# Problem to solve
Reproduce everything in the passage on schooling below, from "Children today spend" down to "is rather narrow-sighted.".

# Excerpt provided
■ ■ ■ ■ ■
The worst consequence of being incorrect, according to school systems, is what Robinson (2009) observed. Because of these and other factors, children are afraid to exercise their inventiveness due to the fear of making errors and standing out. Second, inborn abilities that can be controlled by schools are also downplayed in order to devote more time to subjects regarded as more essential such as arithmetic, physics, and chemistry.
According to Staff (2018), many dancers, artists, and musicians have had their abilities wasted because school systems do not have enough time or patience to guide them toward the proper path as they were meant to be. Students’ specific skills without adequate attention from schools would eventually become obsolete, resulting in a “robot school” where all students are given the same curriculum. In addition, schools that use scoring and competitive learning methods create a small community where bullying is common.
According to the essay “Why does bullying occur?” – which was published in Australia’s government-sponsored newspaper – schools are where bullying typically occurs since they create an competitive and hierarchical climate with tests, scores, and learning competitions unintentionally. Violence or bullying is unavoidable throughout all school educational activities because children are naturally influenced by jealousy, misunderstanding of others’ accomplishments, and so on.
Other studies have discovered that bullying is common among children who are lonely, those who don’t feel loved or accepted by their peer group, and those who do not belong to a social network. Furthermore, the NICHD study (National Institute of Child Health and Human Development) revealed that bullying is most frequent in and around schools, particularly in places where there is little or no adult supervision.
Children today spend the bulk of their time in school for both learning and fun with their pals, and half of school time is without teachers’ supervision. For all these reasons, I believe that unless schools remain, there will be no more children who are persecuted due to bullying or seclusion. On the other hand, some people feel that only at school may students acquire practical knowledge that aids them in the social environment. However, I think this standpoint is rather narrow-sighted.
School, according to Peter Gray (2013), is a product of history that does not accommodate children in modern life, particularly in their desire for experience. Instead of acquiring actual knowledge that is supposed to be essential and beneficial in real life, pupils are forced to spend all school time learning theory without practicing.
The development of the world, recently, has provided numerous options for students to learn knowledge while maintaining their interest and enthusiasm for learning, such as online courses and short-term experience projects. Take Sugata Mitra’s research as an example: children from a tiny hamlet who took part in the study didn’t attend school; instead, they learnt about bacteria and viruses via the Internet; then they could put what they knew into action by preventing stomach illnesses among villagers.
According to the findings of this study, individuals learn best when they are self-motivated and discover knowledge that piques their interest and follows their real-world objectives; in such cases, learning becomes more pleasurable. Finally, school may still be a choice for parents to educate their kids, but it is no longer essential in today’s society. More or less, when selecting the finest approach to teach children how to improve their natural gifts, parents should have a considered decision.
■ ■ ■ ■ ■
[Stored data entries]
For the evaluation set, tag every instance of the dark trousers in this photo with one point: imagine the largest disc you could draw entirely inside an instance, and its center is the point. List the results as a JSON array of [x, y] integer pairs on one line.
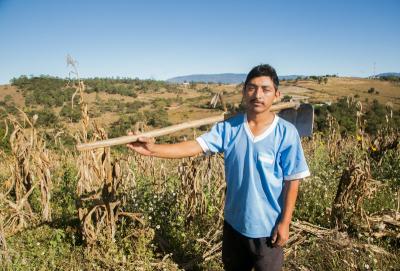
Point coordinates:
[[242, 253]]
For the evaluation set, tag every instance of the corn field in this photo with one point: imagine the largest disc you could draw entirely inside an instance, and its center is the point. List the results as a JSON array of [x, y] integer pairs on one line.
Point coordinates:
[[108, 210]]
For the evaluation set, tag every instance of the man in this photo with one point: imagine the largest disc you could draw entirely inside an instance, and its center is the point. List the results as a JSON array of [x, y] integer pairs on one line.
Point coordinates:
■ ■ ■ ■ ■
# Exercise result
Children today spend the bulk of their time in school for both learning and fun with their pals, and half of school time is without teachers’ supervision. For all these reasons, I believe that unless schools remain, there will be no more children who are persecuted due to bullying or seclusion. On the other hand, some people feel that only at school may students acquire practical knowledge that aids them in the social environment. However, I think this standpoint is rather narrow-sighted.